### Set exercise
Rewrite the records below, changing each "Report" to "Answer" and leaving everything else as it is.

• • •

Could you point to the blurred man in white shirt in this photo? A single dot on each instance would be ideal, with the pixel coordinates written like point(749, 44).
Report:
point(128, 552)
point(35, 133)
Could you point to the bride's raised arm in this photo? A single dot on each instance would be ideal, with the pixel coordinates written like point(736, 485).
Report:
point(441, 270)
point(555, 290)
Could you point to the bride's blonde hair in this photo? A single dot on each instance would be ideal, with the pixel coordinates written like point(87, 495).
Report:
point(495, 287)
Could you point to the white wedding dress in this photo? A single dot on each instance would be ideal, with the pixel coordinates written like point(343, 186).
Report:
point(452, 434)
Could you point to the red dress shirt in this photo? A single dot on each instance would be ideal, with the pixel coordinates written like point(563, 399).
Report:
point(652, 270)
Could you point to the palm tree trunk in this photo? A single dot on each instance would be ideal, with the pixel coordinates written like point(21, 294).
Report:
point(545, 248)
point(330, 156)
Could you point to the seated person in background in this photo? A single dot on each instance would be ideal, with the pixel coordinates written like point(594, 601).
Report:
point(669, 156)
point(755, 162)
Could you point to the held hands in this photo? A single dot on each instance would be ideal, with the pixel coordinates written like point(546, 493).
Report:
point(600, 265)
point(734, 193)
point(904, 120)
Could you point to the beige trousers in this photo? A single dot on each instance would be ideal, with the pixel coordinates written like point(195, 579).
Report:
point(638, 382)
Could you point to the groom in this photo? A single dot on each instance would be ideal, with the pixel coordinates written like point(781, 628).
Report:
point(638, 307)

• • •

### Result for this task
Could you point to the blurred man in white shirt in this photo? A single dot on each instance would be ideal, with the pixel coordinates written like point(749, 44).
Answer:
point(128, 552)
point(35, 133)
Could you point to the bride's raised arm in this photo? A single dot on each instance would be ideal, with the pixel coordinates written like point(736, 485).
Answer:
point(441, 270)
point(555, 290)
Could you point to the bride's blonde hair in this photo? A single dot on each instance would be ideal, with the pixel coordinates written like point(87, 495).
Answer:
point(495, 287)
Could you point to the white wedding dress in this photo? A single dot on each instance would be ideal, with the pixel coordinates written like point(343, 186).
Answer:
point(452, 434)
Could you point to the red dress shirt in this photo? A single dot on each instance would be ideal, with the pixel coordinates written like point(563, 399).
Answer:
point(652, 270)
Could you point to the palm tree trunk in this photo? A single dot on each instance would be ideal, with the pixel coordinates written like point(21, 294).
Answer:
point(545, 248)
point(330, 156)
Could you point to the seated person in background in this photo? A single dot on each instance would be ideal, with the pixel coordinates written like point(594, 601).
Answer:
point(669, 156)
point(755, 162)
Could you point to the held hands in this photo? A single dot on each instance would be ideal, with the pixel coordinates written like point(546, 493).
Answer:
point(600, 265)
point(734, 193)
point(904, 120)
Could you point to the beige trousers in this photo? A single dot on each instance would be ideal, with the pixel coordinates written like point(195, 579).
Answer:
point(638, 382)
Could you point to the groom in this photo? A single dot on each instance would be ideal, with the pixel coordinates written like point(781, 628).
Answer:
point(638, 307)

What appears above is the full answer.